>>>

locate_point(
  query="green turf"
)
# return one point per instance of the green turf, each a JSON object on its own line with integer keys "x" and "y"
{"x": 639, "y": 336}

<<<

TASK DETAILS: For this exercise, transcribe all the records exactly.

TASK OUTPUT:
locate_point(
  query="green turf"
)
# return one point per instance of the green turf, each a JSON object on its own line with integer keys "x" and "y"
{"x": 639, "y": 336}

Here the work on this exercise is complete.